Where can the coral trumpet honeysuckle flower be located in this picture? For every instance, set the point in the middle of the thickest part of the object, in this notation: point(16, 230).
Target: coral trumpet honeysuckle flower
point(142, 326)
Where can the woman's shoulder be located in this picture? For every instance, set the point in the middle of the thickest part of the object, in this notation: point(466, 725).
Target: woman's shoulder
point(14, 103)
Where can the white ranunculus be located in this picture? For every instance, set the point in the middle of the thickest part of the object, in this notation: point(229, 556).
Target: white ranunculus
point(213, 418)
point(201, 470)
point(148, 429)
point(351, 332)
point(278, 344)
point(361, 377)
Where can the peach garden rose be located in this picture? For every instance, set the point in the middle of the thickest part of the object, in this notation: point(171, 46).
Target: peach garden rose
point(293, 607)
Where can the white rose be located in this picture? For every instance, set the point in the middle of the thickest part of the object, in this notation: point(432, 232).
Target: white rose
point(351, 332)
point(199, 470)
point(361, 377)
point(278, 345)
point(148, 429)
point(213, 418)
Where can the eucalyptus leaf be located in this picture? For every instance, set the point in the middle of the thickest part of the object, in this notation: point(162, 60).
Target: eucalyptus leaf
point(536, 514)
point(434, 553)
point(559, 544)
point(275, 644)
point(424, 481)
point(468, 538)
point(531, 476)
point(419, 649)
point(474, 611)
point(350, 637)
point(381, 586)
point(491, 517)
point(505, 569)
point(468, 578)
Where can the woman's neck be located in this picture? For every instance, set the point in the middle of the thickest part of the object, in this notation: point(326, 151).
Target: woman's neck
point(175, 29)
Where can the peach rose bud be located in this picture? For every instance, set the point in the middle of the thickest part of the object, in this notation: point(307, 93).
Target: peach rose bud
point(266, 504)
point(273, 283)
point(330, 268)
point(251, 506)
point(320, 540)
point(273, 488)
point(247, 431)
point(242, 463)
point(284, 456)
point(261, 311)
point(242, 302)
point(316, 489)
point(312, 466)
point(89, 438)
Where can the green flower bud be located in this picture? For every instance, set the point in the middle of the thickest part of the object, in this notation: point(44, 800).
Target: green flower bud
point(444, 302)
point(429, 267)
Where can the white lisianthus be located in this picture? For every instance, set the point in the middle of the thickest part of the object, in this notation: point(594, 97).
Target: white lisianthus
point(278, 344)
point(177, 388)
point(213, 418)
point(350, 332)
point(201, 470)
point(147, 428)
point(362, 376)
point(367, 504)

* [What you need to do] Rename "eucalyptus leaf" to "eucalyptus sprig" in the records from the line with "Where can the peach garden" up to and including the line with "point(468, 578)". Give back only those lines, with nothing else changed.

* [The solution]
Where can the peach garden rose be located in this picture? For every instance, set the point in the middle of the thickest part of the object, in this notation: point(171, 46).
Target: peach garden rose
point(293, 607)
Where can the white rose be located in this picture? For every instance, set the point in the middle of the thickest part of the object, in this notation: point(432, 232).
Target: white rose
point(351, 332)
point(199, 470)
point(361, 377)
point(278, 345)
point(148, 429)
point(213, 418)
Where can the eucalyptus sprig be located in this picture? For every instance, set the point in the middle of the thickest part of the object, in this notation: point(162, 60).
Target: eucalyptus sprig
point(536, 514)
point(434, 553)
point(559, 544)
point(275, 644)
point(424, 481)
point(468, 538)
point(531, 476)
point(419, 649)
point(474, 611)
point(350, 637)
point(381, 586)
point(491, 517)
point(505, 569)
point(468, 578)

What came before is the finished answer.